Activities -
A) From the reef tank discussion below, list every component that the first writer names as part of the Berlin System.
B) In the reef tank discussion below, rewrite the paragraph that begins "Today's reefers tend to mix it all together" in two shorter sentences, keeping its main facts.
C) Extend the reef tank discussion below, picking up after its final line and continuing its list of how a typical tank over 40 gallons is set up.

----- Source document -----

Hi. I'm new - I've had FW systems for 10+ years and want to start a SW, a reef tank with corals (probably soft) and inverts. I'm planning on a 55 gal tank. But I'm still in the research phase, have just made lists and begun to compare systems and prices.
I am really interested in the Berlin System using live sand, live rock, powerheads and a protein skimmer. But I am finding contradicting info on whether or not an additional filter with a sump is needed.
The Berlin system is very interesting to me. I personally don't think it is as effective for smaller tanks. (for the most part the larger the system the less sensitive your overall tank structure is going to be)
The Berlin system is a fairly accurate reproduction of an actual reef floor (alot better than sand on glass), and for that reason, I like it.
With that said, unless you have a small tank occupancy it defiantly wont hurt. You could throw a little Eheim canister on there for 60 bucks. Or you could go all out with the sump tank but the live rock should keep up on the filtration as long as your bio load is not out of control.
Today's reefers tend to mix it all together to take advantage of all the good parts of the different systems and attempt to avoid the pitfalls of each system. Some people are saying we've entered a such a state of clean tanks to almost be sterile. In such tanks color and growth can actually be impeded.
The typical tank over 40g is set up like this.
Sump. (mainly as a place to put the skimmer)
skimmer, best if in sump as proteins float and a sump will draw top water to the skimmer.

----- Dataset records -----

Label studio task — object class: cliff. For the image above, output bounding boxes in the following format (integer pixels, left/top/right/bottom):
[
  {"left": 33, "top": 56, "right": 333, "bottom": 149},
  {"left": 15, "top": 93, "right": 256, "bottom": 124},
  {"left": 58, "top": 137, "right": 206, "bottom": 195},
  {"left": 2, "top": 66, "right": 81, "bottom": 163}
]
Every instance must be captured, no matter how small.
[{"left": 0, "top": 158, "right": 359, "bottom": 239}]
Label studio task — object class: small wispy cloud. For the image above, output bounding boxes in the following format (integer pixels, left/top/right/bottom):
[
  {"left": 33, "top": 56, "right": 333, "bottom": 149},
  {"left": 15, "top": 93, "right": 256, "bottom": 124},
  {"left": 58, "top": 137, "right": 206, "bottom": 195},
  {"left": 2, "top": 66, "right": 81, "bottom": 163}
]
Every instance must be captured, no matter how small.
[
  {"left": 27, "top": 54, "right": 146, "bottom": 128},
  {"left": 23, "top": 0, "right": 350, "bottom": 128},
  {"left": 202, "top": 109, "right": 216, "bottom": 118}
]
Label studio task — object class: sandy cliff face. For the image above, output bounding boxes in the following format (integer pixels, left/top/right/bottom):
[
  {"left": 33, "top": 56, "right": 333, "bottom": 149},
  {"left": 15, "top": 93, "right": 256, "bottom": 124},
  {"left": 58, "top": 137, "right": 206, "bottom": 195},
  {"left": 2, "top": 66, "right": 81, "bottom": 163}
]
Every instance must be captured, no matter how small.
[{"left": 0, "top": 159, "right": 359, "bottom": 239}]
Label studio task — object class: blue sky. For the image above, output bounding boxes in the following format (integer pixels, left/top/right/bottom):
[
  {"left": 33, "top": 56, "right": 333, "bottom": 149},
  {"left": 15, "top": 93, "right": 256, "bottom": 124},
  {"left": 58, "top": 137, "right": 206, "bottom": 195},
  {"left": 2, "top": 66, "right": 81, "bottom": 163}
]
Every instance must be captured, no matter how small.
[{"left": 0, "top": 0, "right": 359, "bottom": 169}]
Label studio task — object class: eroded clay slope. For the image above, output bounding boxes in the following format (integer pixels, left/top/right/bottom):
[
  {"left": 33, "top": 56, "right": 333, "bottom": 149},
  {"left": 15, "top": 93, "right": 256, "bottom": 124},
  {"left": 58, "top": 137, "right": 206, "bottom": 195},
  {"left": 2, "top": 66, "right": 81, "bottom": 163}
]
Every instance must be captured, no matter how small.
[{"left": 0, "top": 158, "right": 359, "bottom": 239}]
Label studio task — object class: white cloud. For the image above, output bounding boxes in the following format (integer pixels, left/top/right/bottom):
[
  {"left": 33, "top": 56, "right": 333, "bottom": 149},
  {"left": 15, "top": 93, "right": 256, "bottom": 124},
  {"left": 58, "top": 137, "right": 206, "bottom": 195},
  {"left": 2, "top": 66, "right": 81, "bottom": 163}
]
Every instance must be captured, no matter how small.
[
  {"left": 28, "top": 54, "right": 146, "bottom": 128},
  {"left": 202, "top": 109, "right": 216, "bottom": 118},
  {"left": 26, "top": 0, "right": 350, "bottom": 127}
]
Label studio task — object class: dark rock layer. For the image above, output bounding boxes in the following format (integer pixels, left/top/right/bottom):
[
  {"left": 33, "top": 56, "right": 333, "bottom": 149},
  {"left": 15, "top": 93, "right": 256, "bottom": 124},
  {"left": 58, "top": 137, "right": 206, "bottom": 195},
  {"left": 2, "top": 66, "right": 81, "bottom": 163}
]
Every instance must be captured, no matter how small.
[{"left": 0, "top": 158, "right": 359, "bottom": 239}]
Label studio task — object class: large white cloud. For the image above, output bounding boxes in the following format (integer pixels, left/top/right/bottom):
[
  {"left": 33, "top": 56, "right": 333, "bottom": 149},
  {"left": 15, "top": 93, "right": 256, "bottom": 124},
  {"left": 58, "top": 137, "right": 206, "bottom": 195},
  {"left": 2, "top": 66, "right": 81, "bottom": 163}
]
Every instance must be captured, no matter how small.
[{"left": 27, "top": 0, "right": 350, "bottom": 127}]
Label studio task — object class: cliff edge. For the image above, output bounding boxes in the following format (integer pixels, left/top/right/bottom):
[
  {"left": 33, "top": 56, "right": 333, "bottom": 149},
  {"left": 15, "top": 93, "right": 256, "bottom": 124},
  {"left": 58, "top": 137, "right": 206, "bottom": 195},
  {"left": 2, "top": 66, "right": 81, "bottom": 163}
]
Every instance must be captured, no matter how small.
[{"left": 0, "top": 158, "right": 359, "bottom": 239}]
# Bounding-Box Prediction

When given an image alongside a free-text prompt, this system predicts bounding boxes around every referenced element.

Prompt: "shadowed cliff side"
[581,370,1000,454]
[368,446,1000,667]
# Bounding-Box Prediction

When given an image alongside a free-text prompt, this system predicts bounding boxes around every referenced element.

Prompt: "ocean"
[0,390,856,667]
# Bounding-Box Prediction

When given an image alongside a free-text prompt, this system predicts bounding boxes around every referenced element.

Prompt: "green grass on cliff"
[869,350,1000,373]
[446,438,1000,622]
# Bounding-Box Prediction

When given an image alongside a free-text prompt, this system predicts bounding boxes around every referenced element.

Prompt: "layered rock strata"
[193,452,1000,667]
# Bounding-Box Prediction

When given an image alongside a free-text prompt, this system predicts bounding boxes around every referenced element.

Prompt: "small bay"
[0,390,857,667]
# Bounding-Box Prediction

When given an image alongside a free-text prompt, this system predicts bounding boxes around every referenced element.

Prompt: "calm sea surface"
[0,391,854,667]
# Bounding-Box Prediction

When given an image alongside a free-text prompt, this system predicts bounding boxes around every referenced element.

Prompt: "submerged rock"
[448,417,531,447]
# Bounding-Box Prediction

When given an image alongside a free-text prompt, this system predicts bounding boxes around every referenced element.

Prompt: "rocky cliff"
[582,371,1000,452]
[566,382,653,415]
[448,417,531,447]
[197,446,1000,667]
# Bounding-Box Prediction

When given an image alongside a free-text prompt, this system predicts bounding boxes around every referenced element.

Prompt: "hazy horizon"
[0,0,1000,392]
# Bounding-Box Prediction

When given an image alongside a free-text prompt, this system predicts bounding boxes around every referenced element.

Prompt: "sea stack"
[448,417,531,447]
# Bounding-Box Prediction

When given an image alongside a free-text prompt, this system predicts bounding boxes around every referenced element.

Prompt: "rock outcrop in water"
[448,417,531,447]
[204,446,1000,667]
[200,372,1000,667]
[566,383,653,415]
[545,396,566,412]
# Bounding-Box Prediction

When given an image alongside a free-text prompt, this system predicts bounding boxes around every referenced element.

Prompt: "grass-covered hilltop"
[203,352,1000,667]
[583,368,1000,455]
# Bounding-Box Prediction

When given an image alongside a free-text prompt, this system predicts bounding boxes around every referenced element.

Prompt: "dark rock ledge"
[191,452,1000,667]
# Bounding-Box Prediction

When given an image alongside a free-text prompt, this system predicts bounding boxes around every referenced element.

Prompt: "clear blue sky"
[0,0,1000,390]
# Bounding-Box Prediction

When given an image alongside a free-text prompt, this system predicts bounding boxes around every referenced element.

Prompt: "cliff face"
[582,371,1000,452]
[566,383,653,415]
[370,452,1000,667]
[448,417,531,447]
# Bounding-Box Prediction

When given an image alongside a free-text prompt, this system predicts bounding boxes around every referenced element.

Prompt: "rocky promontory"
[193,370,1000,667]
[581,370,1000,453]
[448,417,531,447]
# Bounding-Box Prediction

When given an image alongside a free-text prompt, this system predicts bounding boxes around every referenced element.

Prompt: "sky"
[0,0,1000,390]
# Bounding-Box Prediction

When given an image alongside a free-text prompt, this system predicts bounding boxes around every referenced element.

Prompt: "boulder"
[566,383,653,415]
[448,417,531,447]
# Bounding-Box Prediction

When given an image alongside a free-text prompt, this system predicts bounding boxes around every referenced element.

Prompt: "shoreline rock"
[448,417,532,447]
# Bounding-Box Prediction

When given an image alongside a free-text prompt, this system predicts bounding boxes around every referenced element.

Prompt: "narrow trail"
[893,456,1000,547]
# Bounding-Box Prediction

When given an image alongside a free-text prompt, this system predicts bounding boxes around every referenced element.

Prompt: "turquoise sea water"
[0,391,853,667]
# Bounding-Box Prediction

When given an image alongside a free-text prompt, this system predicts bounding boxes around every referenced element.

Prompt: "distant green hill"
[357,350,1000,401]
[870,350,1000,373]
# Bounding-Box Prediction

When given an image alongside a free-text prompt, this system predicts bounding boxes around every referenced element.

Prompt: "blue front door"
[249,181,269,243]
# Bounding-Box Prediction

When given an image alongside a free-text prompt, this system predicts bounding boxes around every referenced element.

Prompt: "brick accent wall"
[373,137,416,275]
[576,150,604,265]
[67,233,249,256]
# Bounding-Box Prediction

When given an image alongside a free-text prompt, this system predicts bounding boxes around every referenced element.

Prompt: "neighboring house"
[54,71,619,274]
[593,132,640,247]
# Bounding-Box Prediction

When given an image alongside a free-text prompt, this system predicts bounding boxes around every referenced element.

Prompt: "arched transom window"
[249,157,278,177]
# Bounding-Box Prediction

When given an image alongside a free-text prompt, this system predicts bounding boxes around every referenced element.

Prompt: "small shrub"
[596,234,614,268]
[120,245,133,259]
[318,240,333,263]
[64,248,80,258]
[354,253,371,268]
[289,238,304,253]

-----

Task-by-task outputs -
A)
- live sand
- live rock
- powerheads
- protein skimmer

B) Modern reefers combine elements of different systems to gain the benefits of each and avoid their pitfalls. Some say tanks have become so clean they are nearly sterile, which can hold back color and growth.

C)
large return pump in sump for small tanks external for larger than 100g.
the rule of thumb is 1lb of good live rock per gallon and 1 lb of aragonite sand per gallon.
internal flow of about 20-30 times the tank volume using streams like Hydor Korallia, Seio, or Tunze.
This can provide an excellent start. You can always get much more fancy like:
a refugium with a deep sand bed of 6" or more. A fuge gives a place for controlled and harvested algae growth and that of micro-organisms that benefit the tank.
Phosphate reactors to help lower phosphates.
filter socks full of carbon to help remove large debris (mechanical filter)
UV filter to fight off baddies.
Ozone generator to scavenge molecules and bind them together forming larger particles that a skimmer can remove.
Each tank is different, each budget is different. I've seen over complicated systems with poor maintenance fail and I've seen tanks that should crash thrive. The most important thing is patience. After that it revolves around how hands on the enthusiast is. If you keep an eye on a simple tank it will perform as well as you maintain it.